**Data for this exercise**
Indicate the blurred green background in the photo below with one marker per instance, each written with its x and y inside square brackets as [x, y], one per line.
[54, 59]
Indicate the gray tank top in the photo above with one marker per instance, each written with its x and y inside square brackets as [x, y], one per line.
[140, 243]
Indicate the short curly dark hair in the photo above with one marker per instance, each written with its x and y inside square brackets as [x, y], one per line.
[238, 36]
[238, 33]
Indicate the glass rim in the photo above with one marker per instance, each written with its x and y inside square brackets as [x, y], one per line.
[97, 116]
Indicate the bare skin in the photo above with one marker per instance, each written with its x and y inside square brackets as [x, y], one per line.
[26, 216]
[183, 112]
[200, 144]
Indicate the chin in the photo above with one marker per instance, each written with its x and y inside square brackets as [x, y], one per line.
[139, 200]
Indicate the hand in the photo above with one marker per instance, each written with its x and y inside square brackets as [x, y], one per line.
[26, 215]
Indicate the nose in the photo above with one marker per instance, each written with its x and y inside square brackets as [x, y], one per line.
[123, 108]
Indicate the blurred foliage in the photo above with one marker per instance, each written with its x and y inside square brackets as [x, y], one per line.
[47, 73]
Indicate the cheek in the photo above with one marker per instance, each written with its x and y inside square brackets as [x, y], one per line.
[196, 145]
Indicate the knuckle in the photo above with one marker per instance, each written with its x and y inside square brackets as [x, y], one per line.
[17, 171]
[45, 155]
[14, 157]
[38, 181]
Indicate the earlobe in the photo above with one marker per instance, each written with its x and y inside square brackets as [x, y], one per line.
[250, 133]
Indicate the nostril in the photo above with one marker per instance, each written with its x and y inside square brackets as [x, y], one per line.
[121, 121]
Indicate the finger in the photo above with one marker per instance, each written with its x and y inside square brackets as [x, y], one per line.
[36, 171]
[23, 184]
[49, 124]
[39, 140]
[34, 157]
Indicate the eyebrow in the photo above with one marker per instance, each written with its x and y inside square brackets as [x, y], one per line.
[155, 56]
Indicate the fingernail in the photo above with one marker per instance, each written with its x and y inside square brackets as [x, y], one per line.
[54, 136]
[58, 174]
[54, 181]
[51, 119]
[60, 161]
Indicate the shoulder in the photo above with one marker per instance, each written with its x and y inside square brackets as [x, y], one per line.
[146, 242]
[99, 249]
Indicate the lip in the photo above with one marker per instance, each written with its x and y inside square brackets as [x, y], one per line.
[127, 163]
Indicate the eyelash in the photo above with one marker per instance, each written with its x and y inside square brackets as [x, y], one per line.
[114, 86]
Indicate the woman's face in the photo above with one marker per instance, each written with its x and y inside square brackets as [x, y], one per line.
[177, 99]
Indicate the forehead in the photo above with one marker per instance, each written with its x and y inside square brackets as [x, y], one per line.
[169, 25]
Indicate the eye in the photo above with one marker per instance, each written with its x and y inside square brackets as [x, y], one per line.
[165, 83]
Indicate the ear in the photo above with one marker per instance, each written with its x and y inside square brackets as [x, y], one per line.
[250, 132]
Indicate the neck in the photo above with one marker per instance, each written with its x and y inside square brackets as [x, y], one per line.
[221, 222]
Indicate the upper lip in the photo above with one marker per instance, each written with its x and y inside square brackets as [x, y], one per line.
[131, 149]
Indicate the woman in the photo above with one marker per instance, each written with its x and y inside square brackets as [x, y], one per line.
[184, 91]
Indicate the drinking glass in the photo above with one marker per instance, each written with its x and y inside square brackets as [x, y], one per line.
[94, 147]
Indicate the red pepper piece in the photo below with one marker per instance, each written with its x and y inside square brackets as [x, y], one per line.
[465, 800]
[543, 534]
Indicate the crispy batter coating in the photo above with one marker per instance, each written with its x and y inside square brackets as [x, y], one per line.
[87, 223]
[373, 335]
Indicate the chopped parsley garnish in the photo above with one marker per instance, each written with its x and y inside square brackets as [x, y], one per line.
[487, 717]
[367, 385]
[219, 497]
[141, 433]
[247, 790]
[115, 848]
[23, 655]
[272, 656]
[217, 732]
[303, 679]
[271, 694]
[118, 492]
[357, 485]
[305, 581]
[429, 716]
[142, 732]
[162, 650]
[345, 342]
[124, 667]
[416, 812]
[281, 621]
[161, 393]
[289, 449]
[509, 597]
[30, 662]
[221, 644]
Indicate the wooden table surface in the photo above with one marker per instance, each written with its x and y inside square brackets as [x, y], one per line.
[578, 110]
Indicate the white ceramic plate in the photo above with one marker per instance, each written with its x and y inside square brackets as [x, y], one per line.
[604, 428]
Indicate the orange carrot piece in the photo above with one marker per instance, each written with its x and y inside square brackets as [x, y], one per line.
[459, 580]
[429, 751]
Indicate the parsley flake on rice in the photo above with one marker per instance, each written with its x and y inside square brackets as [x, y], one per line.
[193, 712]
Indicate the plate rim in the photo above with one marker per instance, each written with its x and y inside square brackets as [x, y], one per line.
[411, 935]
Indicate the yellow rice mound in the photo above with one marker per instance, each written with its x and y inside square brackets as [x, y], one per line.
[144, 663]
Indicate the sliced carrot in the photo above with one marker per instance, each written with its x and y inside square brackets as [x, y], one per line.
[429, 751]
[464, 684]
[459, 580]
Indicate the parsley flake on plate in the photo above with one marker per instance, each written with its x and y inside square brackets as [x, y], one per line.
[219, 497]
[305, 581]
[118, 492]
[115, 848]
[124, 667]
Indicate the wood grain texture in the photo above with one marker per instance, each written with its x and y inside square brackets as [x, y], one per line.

**What needs to be done**
Reproduce each record exactly, leaving nothing out.

**Output**
Indicate the blurred green background in the photo below with one marker per instance, each written with its x and y inside square brackets as [x, y], one per line.
[54, 59]
Indicate the gray tank top in the photo above with one marker per instance, each written with its x and y inside square brackets as [x, y], one per line.
[140, 243]
Indicate the short curly dark hair in the photo above with one marker per instance, each written with its x and y inside square brackets as [x, y], one per line.
[238, 36]
[238, 33]
Indicate the glass rim in the photo above with one marker per instance, each written with its x and y inside square brackets as [x, y], one per line.
[97, 116]
Indicate the bare skin in the photo above with one marker per instance, each written with its x and y inside square brackets as [x, y], one per line.
[26, 216]
[183, 112]
[200, 144]
Indicate the chin in the photo above with one marker per instance, each written with its x and y inside square brackets as [x, y], one per line.
[139, 200]
Indicate the hand in the photo above with one marker per instance, each written with its x and y inside square brackets as [x, y], one per line.
[26, 215]
Indicate the nose in the photo above with one marker per instance, each written with its x and y inside square brackets as [x, y], one per line.
[123, 108]
Indicate the blurred foliage in the photo above with one marker per instance, each written with its x and y inside square brackets as [x, y], one per line.
[47, 73]
Indicate the cheek in the photo above with one marker per instance, each written with its x and y inside square brackets as [x, y], one per line.
[196, 145]
Indicate the knuckle in the photo above with one marker per instance, each written with its x and y inside square brackets as [x, y], one per line.
[17, 171]
[45, 155]
[14, 157]
[38, 181]
Indicate the earlobe in the photo above with one marker per instance, each written with its x and y inside square brackets as [x, y], one per line.
[250, 133]
Indicate the nostril in the photo above with one marker per instance, each written with its x and y inside square brackets as [x, y], one per line.
[121, 121]
Indicate the finger in the photo above with one marker per instance, each written with its x and y inside square brackets as [x, y], one per line.
[36, 171]
[23, 184]
[49, 124]
[39, 140]
[34, 157]
Indicate the eyebrow in the photo above with one marker per instance, each written with its x and y inside square brackets as [x, y], one per line.
[155, 56]
Indicate the fingernail in the photo above with one marker per instance, each written with its x and y inside square brackets as [x, y], one per line.
[54, 136]
[58, 174]
[54, 181]
[51, 119]
[60, 161]
Indicate the shoulder in the photo above with one marker per instance, each written with its x and y inside square brackets as [x, y], one per line.
[146, 242]
[99, 249]
Indicate the lip in the photo above with one marker per instance, each written with its x and y inside square brackets as [x, y], one per line.
[127, 163]
Indicate the eyelash in the photo above with one marker per instance, each written with its x and y inside square brackets as [x, y], one per line.
[114, 86]
Indicate the woman's face in the photo above with one marker per instance, each written with its x and y inside square brackets as [x, y], one per line.
[177, 99]
Indicate the forehead in the photo above with one marker per instance, each written with its x and y inside square brackets as [x, y], one per line.
[169, 25]
Indicate the eye in the photo above with one marker per instance, each written with its x and y inside square brackets as [x, y], one per line.
[165, 83]
Indicate the ear in the photo above with one marker per instance, each written with its x and y inside square brackets as [x, y], one per line.
[250, 132]
Indicate the neck in the photo above with one marker per instance, each written with its x and y inside square brackets as [x, y], one per line.
[221, 222]
Indicate the upper lip in the photo above with one marker per instance, each written with its x and y inside square brackets as [x, y], one per line.
[131, 149]
Indicate the woman in the photo above with one marker per instance, each written with its x and y inside square brackets as [x, y], one per line.
[184, 91]
Indicate the drinking glass in the photo above with one marker per instance, each written with its x and y inside square brackets as [x, y], one per line.
[94, 147]
Indicate the red pepper piece in the photo below with one marker per instance, each written with its x and y inside square brackets as [x, y], one per line.
[465, 800]
[543, 534]
Indicate the crispy batter coating in the photo above with one marker per instance, each written with its x and y inside square brackets as [x, y], one per line.
[87, 223]
[373, 335]
Indicate the chopped parsley garnish in the photo above with one marker per instance, each written with its x and y inside square brackets as [x, y], one per line.
[487, 717]
[367, 385]
[219, 497]
[141, 433]
[247, 790]
[115, 848]
[23, 655]
[272, 656]
[217, 732]
[303, 679]
[271, 694]
[118, 492]
[357, 485]
[305, 581]
[429, 716]
[142, 732]
[162, 650]
[345, 342]
[124, 667]
[416, 812]
[281, 621]
[161, 393]
[289, 449]
[509, 597]
[30, 662]
[221, 644]
Indicate the wooden table surface in the photo above with one marker per instance, each written with its x and y inside square brackets as [x, y], one per line.
[578, 110]
Indicate the white ceramic plate in the photo above with one marker per instance, each written with its x and y inside square brackets as [x, y], one per line.
[604, 428]
Indicate the orange carrot piece in the photo above with one marker per instance, each written with its x and y inside square brackets as [x, y], one per line.
[459, 580]
[429, 751]
Indicate the parsley flake on rice in the photo above with one marker per instance, each written with its x and y inside square brackets as [x, y], one per line.
[193, 712]
Indicate the plate rim in the photo above with one marker per instance, each written with its x and y inside square brackets as [x, y], one per line.
[411, 935]
Indicate the yellow rice mound in the photo above with one marker per instance, each written with its x and y inside square brackets as [x, y], one per line.
[144, 663]
Indicate the sliced carrot in the photo above with one marker per instance, each written with its x and y inside square brackets as [x, y], one per line.
[429, 751]
[464, 684]
[459, 580]
Indicate the parsley flake on plate in the photo above with one marker per instance, each written with its x and y inside square brackets as [x, y], one per line.
[219, 497]
[305, 581]
[118, 492]
[115, 848]
[124, 667]
Indicate the wood grain texture in the photo above with one marker per instance, each written with its x and y inside square brackets as [x, y], one per line.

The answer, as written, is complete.